What is expected. Duplicate the data below line for line, with no changes.

== Excerpted data ==

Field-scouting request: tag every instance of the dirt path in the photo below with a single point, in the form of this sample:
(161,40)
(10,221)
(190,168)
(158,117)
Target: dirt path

===

Reply.
Field-scouting request: tag every instance of the dirt path in the photo below with a single point, in the form of this sample:
(161,40)
(10,221)
(190,168)
(158,117)
Target: dirt path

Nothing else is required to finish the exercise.